* Written instruction A: Select every line of the entries that contains the word "throw". Case counts.

* Quoted passage:
================================

Yankee bread for an Austrian
The countryside around Watkins Glen, N.Y. is oddly canted in a vast crazy quilt of slopes and ridges affording a magnificent view from practically any vantage point In autumn the scenery is doubly delightful. The umbers and ambers of woodlots are punctuated with the flaming red of maple groves and the tidy white of toylike farms and hamlets. If you drive up from Watkins Glen to the site of the United States Grand Prix, some six miles out of town, you can see it all—every umber, every amber, every chicken, cow, weather vane, pigsty and farmer's daughter in Schuyler County. For at Grand Prix time Watkins Glen presents one of the grander absurdities of motorized America: a six-mile-long queue of cars that winds through the hillsides at less than a walking pace, while on the course, 2.3 miles around, the racing cars whip along at speeds up to 180 miles an hour.

================================

* Records provided:
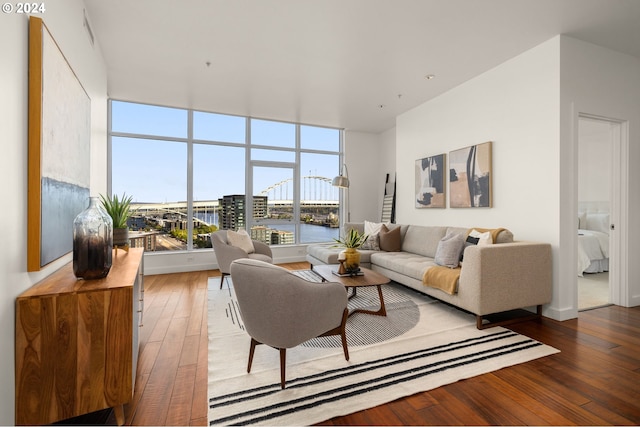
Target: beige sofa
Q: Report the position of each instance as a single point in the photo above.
(501, 277)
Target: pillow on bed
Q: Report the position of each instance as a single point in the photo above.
(598, 222)
(582, 220)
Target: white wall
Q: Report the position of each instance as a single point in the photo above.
(514, 105)
(362, 156)
(64, 20)
(529, 108)
(594, 161)
(604, 83)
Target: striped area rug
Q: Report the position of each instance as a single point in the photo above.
(435, 346)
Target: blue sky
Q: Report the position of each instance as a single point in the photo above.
(155, 170)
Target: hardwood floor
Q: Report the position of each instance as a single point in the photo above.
(594, 380)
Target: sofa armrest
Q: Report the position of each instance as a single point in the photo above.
(506, 276)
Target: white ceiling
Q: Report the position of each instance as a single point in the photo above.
(353, 64)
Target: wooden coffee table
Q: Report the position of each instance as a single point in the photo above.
(369, 278)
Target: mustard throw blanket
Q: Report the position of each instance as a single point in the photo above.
(445, 278)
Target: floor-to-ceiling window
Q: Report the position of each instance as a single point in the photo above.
(192, 172)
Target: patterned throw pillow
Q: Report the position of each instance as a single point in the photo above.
(240, 239)
(372, 243)
(390, 240)
(449, 250)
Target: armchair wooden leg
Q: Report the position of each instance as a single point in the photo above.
(252, 349)
(283, 362)
(343, 333)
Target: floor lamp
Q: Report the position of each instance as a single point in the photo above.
(343, 182)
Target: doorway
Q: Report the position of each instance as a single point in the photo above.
(600, 160)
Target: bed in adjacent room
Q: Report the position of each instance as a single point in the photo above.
(593, 242)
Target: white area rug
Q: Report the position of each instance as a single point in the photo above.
(441, 346)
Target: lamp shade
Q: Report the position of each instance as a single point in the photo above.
(340, 181)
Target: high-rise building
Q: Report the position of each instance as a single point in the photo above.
(233, 211)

================================

* Written instruction B: In the Watkins Glen passage, how far out of town is the site of the United States Grand Prix?

* Full response A:
Target: mustard throw blanket
Target: patterned throw pillow

* Full response B: Some six miles out of town.